══ Data records ══

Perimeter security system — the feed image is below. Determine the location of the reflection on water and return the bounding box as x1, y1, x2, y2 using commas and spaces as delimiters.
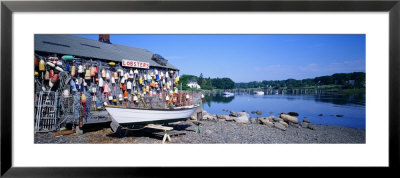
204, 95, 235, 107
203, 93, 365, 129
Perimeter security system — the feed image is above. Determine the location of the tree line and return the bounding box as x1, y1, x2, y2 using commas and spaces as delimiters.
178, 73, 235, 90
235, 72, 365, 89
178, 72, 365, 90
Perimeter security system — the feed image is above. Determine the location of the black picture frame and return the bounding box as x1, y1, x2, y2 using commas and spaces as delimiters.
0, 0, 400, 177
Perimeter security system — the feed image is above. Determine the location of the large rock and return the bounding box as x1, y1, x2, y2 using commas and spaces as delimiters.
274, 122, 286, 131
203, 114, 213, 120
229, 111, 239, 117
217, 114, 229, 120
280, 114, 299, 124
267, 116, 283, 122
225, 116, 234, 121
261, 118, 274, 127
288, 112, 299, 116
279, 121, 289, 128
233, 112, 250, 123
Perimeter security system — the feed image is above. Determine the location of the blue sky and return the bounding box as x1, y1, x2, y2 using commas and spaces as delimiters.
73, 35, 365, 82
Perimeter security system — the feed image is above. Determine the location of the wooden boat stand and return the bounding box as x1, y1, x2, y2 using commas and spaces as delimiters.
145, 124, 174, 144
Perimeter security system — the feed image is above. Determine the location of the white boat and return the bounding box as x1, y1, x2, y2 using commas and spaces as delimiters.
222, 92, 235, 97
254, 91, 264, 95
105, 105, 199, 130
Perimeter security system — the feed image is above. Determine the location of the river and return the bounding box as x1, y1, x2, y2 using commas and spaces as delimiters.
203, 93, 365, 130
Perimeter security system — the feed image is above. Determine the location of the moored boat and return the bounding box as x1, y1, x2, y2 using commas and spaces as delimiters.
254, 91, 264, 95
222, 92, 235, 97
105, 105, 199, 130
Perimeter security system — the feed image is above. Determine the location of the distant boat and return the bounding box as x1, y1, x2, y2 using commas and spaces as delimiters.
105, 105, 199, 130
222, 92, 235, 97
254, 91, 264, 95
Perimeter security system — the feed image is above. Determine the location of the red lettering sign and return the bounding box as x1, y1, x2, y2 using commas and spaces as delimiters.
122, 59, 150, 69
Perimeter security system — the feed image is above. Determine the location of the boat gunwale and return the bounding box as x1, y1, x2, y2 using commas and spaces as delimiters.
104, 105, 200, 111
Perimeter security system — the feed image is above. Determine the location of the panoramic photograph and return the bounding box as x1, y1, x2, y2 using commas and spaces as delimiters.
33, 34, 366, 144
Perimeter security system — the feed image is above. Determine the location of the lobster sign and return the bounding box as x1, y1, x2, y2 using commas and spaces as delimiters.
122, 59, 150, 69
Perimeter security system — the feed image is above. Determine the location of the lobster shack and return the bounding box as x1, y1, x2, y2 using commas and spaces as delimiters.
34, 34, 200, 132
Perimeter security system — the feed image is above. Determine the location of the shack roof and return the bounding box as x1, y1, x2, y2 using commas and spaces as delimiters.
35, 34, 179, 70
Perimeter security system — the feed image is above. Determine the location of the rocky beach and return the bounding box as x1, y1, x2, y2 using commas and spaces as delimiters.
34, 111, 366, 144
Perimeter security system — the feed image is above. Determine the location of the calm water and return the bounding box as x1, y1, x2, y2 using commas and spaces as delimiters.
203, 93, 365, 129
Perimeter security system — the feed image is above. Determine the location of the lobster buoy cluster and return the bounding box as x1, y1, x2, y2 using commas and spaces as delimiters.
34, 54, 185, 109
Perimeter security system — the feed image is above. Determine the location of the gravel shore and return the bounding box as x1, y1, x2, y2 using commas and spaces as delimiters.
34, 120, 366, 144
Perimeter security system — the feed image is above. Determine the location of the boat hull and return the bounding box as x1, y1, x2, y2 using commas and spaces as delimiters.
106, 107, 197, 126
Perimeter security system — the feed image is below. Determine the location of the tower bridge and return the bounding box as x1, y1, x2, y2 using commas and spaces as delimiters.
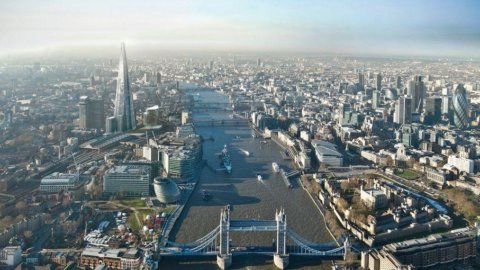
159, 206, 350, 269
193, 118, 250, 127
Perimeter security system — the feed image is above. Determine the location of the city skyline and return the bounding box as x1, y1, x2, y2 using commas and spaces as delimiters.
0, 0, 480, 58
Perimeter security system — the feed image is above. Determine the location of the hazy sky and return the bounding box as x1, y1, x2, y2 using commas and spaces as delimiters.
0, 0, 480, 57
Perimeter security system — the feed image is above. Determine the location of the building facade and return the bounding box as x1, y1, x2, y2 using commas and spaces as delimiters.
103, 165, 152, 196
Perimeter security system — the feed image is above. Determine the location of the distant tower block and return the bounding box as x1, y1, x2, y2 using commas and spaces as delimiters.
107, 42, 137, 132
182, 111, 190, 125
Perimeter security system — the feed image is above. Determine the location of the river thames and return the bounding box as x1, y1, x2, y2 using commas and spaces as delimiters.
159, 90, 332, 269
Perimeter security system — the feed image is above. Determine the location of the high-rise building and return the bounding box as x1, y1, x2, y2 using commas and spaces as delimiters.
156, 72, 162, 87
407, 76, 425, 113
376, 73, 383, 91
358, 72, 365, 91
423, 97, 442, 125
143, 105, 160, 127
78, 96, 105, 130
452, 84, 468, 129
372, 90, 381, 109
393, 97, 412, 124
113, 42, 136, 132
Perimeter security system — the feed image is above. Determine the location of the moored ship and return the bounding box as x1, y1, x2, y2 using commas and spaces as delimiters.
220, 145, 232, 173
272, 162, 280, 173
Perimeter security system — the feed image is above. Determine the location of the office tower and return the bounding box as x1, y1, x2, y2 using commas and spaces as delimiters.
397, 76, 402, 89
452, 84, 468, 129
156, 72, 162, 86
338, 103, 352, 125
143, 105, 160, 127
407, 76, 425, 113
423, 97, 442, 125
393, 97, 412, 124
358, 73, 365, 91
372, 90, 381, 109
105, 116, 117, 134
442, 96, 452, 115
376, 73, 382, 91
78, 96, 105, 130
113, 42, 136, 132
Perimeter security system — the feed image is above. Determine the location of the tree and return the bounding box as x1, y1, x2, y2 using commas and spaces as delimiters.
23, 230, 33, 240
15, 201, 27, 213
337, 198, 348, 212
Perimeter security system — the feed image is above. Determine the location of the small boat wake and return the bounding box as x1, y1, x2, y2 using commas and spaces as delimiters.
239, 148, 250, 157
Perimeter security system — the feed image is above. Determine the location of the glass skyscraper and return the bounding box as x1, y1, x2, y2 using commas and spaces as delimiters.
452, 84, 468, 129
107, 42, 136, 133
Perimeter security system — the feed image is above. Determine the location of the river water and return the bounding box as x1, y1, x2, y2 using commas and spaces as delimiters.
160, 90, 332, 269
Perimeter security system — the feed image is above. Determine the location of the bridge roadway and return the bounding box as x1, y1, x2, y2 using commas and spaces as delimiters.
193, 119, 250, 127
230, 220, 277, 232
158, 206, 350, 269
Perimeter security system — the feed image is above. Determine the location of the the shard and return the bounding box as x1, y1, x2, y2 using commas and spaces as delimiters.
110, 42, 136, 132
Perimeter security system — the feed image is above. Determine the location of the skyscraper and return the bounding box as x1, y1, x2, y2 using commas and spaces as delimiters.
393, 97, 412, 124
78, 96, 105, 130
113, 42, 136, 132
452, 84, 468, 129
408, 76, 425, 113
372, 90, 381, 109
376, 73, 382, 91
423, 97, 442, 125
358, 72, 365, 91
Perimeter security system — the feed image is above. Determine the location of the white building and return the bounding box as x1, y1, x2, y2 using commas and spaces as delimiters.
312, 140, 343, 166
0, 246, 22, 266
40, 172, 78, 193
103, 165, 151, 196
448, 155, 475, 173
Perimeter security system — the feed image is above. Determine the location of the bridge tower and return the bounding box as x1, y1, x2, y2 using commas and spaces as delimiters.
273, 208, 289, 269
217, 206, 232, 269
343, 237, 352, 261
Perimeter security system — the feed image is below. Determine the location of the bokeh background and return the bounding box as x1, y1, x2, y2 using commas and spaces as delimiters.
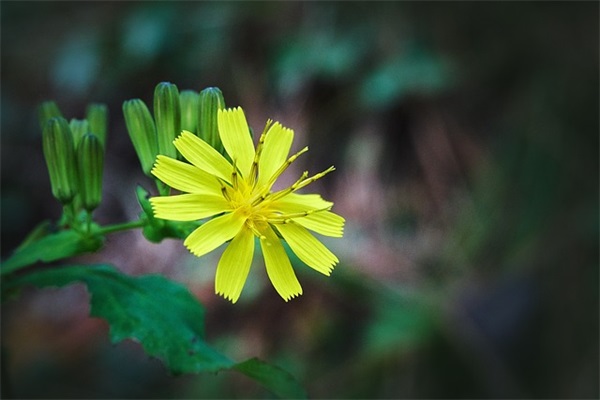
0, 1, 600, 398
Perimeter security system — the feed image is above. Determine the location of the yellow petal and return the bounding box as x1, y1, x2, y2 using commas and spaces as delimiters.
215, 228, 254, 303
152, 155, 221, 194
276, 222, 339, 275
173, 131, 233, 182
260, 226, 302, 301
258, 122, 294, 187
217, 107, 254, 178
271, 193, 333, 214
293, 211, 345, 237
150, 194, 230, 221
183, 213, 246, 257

═══

Exercise directions »
Output the records from the line containing "of the glass" through the line containing "107, 42, 136, 133" as a JSON list of strings, one string per line, with blank lines left out.

Task result »
[
  "Perimeter security system — the feed image is above. Determine the location of the glass skyscraper and return the bounding box as x1, y1, x2, y2 using commas and spaces as delimiters.",
  "452, 84, 468, 129",
  "107, 42, 136, 133"
]